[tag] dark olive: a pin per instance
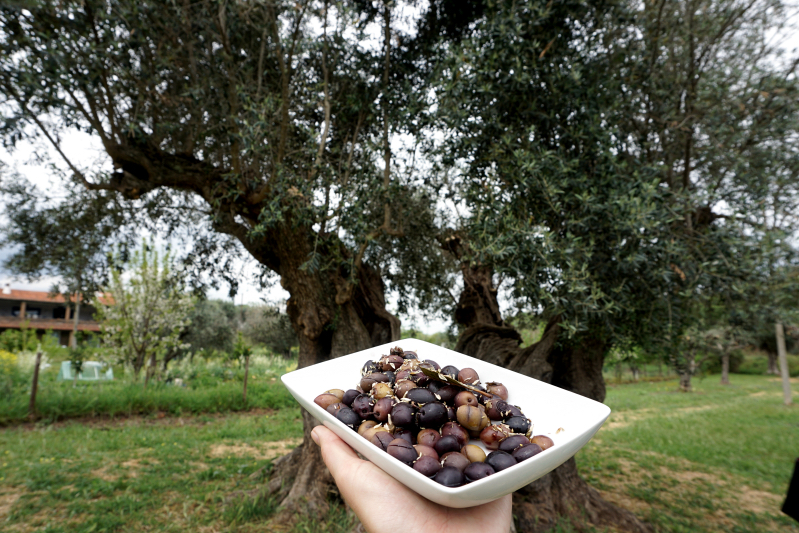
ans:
(403, 450)
(491, 436)
(426, 450)
(518, 424)
(468, 376)
(470, 417)
(450, 371)
(543, 441)
(432, 415)
(433, 364)
(369, 367)
(381, 439)
(349, 417)
(491, 408)
(465, 398)
(349, 396)
(455, 430)
(449, 477)
(428, 437)
(525, 452)
(513, 442)
(403, 386)
(456, 459)
(364, 406)
(419, 378)
(333, 408)
(403, 415)
(427, 466)
(391, 362)
(448, 393)
(383, 407)
(420, 396)
(497, 389)
(476, 471)
(447, 444)
(406, 434)
(499, 460)
(370, 379)
(325, 400)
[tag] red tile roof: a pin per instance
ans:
(15, 322)
(41, 296)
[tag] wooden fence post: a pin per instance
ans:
(34, 386)
(783, 358)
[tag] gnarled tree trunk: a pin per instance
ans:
(330, 321)
(562, 493)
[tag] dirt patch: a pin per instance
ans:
(625, 418)
(104, 422)
(267, 450)
(7, 501)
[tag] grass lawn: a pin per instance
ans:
(718, 459)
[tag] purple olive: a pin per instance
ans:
(403, 450)
(513, 442)
(432, 415)
(476, 471)
(406, 434)
(349, 396)
(364, 406)
(348, 417)
(525, 452)
(403, 415)
(450, 371)
(456, 459)
(499, 460)
(420, 396)
(427, 466)
(447, 444)
(518, 424)
(449, 477)
(383, 407)
(456, 430)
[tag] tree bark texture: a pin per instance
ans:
(539, 507)
(772, 369)
(725, 369)
(334, 311)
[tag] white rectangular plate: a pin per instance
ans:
(569, 419)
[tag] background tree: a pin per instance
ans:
(212, 326)
(268, 123)
(67, 240)
(143, 312)
(266, 325)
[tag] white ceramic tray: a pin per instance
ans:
(549, 408)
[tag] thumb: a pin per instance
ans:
(336, 453)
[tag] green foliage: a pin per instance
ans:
(267, 326)
(144, 312)
(19, 340)
(212, 326)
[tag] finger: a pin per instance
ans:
(336, 453)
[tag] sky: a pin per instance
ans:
(33, 162)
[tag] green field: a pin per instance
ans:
(718, 459)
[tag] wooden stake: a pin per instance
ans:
(246, 373)
(783, 358)
(32, 404)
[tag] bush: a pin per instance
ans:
(713, 363)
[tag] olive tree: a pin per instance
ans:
(143, 311)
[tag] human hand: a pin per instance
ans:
(384, 504)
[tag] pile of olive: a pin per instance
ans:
(425, 415)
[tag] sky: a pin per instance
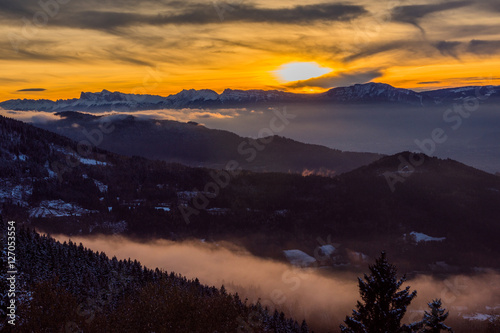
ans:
(57, 48)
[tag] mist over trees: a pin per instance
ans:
(384, 305)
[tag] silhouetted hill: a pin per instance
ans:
(431, 214)
(196, 145)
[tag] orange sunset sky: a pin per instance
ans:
(58, 48)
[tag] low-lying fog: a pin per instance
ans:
(471, 137)
(322, 298)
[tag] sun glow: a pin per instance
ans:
(298, 71)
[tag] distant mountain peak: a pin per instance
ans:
(366, 93)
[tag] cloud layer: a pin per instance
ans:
(72, 46)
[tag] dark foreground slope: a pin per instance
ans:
(46, 184)
(196, 145)
(68, 288)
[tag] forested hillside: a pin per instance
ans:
(66, 287)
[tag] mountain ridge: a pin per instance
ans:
(206, 98)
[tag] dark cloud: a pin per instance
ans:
(108, 16)
(338, 79)
(484, 47)
(32, 89)
(413, 13)
(448, 48)
(412, 46)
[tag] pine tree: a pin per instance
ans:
(303, 327)
(433, 321)
(383, 303)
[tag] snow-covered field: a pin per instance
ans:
(58, 208)
(421, 237)
(299, 258)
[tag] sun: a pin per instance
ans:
(299, 71)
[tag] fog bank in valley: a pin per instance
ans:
(322, 297)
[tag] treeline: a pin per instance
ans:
(66, 287)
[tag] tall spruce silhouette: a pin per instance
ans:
(383, 304)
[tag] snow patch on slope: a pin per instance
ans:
(421, 237)
(58, 208)
(299, 258)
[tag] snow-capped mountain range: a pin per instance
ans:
(358, 93)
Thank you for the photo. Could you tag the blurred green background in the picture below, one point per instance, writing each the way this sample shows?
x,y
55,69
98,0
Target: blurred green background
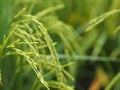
x,y
84,33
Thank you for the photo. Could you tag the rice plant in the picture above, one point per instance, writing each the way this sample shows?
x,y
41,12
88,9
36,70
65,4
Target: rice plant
x,y
59,45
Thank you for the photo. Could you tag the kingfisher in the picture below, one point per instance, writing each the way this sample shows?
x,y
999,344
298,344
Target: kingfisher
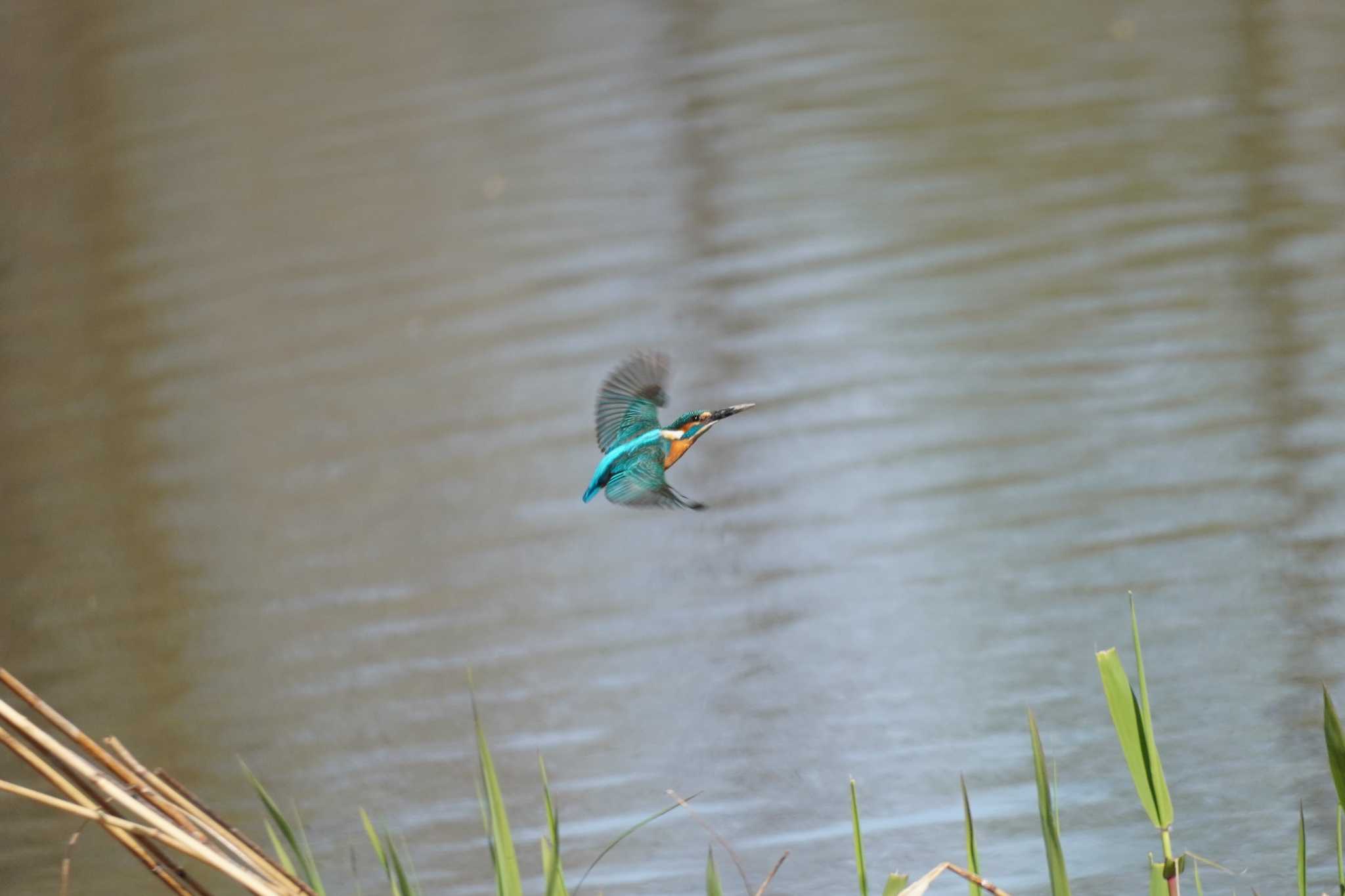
x,y
635,449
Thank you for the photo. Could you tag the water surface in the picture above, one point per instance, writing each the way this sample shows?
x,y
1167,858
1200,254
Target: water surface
x,y
304,309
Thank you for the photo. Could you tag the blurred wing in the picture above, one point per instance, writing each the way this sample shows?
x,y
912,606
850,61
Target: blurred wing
x,y
628,400
640,482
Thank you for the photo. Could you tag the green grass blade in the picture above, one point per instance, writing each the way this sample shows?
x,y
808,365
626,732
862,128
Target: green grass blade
x,y
1049,829
896,883
307,871
410,870
1302,853
712,876
550,848
973,860
282,853
508,879
625,834
381,853
1334,744
1126,719
403,884
373,837
858,842
1157,885
1156,767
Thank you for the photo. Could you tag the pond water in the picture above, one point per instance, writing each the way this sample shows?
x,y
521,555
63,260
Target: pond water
x,y
1040,304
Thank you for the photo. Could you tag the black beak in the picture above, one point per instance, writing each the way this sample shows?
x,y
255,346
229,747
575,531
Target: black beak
x,y
728,412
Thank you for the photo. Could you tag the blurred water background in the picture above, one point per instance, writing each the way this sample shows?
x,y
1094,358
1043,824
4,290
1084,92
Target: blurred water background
x,y
304,307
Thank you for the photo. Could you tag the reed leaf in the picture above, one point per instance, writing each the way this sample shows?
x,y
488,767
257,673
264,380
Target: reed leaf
x,y
508,879
896,883
303,860
858,842
550,848
1155,765
1157,885
973,860
1302,852
1134,727
282,853
378,851
1049,829
712,876
623,836
1334,744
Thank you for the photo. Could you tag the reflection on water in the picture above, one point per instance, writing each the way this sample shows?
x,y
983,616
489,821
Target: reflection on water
x,y
304,309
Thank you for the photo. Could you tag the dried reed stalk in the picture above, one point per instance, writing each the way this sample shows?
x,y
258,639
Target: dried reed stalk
x,y
137,807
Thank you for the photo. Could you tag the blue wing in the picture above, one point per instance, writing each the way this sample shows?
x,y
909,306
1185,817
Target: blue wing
x,y
640,482
628,400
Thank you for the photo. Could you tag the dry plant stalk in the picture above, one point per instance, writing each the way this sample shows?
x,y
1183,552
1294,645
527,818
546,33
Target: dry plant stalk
x,y
923,884
141,809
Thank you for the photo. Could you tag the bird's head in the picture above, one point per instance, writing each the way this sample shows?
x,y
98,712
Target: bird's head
x,y
693,425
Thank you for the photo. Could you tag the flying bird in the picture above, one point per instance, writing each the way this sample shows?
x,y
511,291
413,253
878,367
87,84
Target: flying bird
x,y
635,449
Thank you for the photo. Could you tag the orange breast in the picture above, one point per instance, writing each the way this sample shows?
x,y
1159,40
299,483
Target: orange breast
x,y
676,452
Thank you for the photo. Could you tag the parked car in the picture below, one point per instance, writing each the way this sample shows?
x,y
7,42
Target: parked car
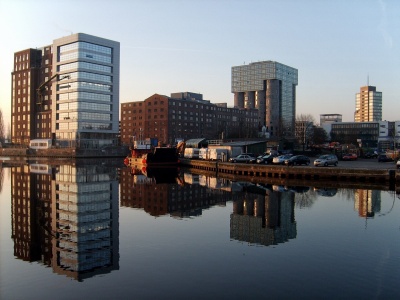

What is being asked: Please count the lines in the material that contain the word "rice", and reply with that number alone.

Answer below: 2